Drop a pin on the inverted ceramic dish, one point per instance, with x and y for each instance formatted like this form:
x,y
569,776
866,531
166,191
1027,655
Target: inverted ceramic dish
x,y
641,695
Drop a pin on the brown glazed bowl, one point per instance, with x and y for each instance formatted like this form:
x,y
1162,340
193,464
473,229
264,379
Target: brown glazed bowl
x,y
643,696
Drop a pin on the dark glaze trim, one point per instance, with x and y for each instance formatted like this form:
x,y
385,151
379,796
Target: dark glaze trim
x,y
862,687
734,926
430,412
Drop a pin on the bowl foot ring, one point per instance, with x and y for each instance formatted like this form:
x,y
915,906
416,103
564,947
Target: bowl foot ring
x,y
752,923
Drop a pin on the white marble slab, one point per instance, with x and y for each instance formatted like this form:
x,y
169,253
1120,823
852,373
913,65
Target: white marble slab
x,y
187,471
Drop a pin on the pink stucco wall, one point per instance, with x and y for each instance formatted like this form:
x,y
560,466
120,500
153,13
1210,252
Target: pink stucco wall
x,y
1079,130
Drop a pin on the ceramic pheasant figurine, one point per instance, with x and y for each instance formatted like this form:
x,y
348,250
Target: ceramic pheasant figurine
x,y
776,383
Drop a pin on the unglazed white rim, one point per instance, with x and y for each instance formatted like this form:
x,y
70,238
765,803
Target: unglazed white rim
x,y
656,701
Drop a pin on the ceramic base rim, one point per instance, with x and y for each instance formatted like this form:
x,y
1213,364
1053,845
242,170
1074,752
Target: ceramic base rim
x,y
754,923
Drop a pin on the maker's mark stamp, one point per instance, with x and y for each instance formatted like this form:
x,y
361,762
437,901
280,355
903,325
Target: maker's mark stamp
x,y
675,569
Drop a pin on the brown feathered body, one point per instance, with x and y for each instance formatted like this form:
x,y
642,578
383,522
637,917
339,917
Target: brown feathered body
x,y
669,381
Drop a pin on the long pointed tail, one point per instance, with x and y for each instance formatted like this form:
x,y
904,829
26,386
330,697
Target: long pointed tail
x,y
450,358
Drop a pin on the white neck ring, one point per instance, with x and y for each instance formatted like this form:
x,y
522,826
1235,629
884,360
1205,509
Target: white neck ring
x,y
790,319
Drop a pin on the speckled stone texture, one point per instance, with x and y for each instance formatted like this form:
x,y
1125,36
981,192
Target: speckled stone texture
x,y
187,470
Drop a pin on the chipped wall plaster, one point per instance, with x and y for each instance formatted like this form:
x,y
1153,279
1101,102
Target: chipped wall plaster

━━━━━━

Aim of the task —
The entries above must be retyped exactly, down to the last character.

Solution —
Drop a pin on the inverted ceramic dish, one point per instance, with x and y for each instance formatted like this form:
x,y
569,776
866,531
166,191
1027,655
Target: inverted ceramic dish
x,y
641,695
Drop a pin on the brown glazed bowl, one point per instance, with x and y for each instance formatted like this form:
x,y
1162,340
193,464
473,229
264,379
Target: brown glazed bowl
x,y
643,696
Drop a pin on the dark glaze trim, one point per instance, with x and y for each instance formatted like this form:
x,y
385,151
379,796
Target: dark glaze trim
x,y
862,687
734,926
430,412
Drop a pin on the bowl foot ring, one point per instance, with x and y for each instance formatted like this form:
x,y
915,906
416,103
564,947
Target: bowl foot ring
x,y
752,923
Drop a pin on the white marble slab, one point per instance, with x and y for each instance formatted like this form:
x,y
169,253
1120,823
852,373
913,65
Target: white marble slab
x,y
187,471
Drop a pin on the pink stucco wall, one point per instance, with x and y for each instance formatted like this form:
x,y
560,466
120,500
153,13
1210,252
Target: pink stucco wall
x,y
1079,130
Drop a pin on the ceramic pheasant figurine, one point per instance, with x and y for each instance formatted like this form:
x,y
348,250
Target: ceramic pheasant figurine
x,y
776,383
Drop a pin on the unglazed white rim, one point per instance, with x and y for each instance formatted like this form:
x,y
70,238
765,803
Target: unglazed white rim
x,y
656,701
Drop a pin on the ceramic base rim, one point per instance, with x and y for each instance formatted like this form:
x,y
1213,364
1053,845
242,170
1074,752
Target: ceramic base rim
x,y
754,923
Drop a pin on the maker's mark stamp, one point per instance, with x and y for each instance formatted like this form:
x,y
361,762
437,901
280,355
903,325
Target: maker's mark stamp
x,y
675,569
Drop a pin on the brown feathered body, one point per instance, with x and y for each instance formatted like this form:
x,y
642,578
383,522
637,917
339,917
Target: brown feathered body
x,y
669,381
Drop a pin on the long pointed tail, one point per instance, with x and y for each instance formatted like this form:
x,y
904,829
26,386
330,697
Target: long pointed tail
x,y
450,358
Drop a pin on the white neck ring, one point per instance, with x and y for each instance formatted like this form:
x,y
522,826
1235,629
884,360
1205,509
Target: white neck ring
x,y
790,319
Drop a pin on the speckled stone texture, one point per instance, with x and y for each instance formatted like this form:
x,y
1125,36
981,192
Target: speckled stone texture
x,y
187,470
Drop a pin on the chipped wall plaster, one point per instance, with x and y for each instance formatted like this form:
x,y
1153,279
1101,102
Target: chipped wall plaster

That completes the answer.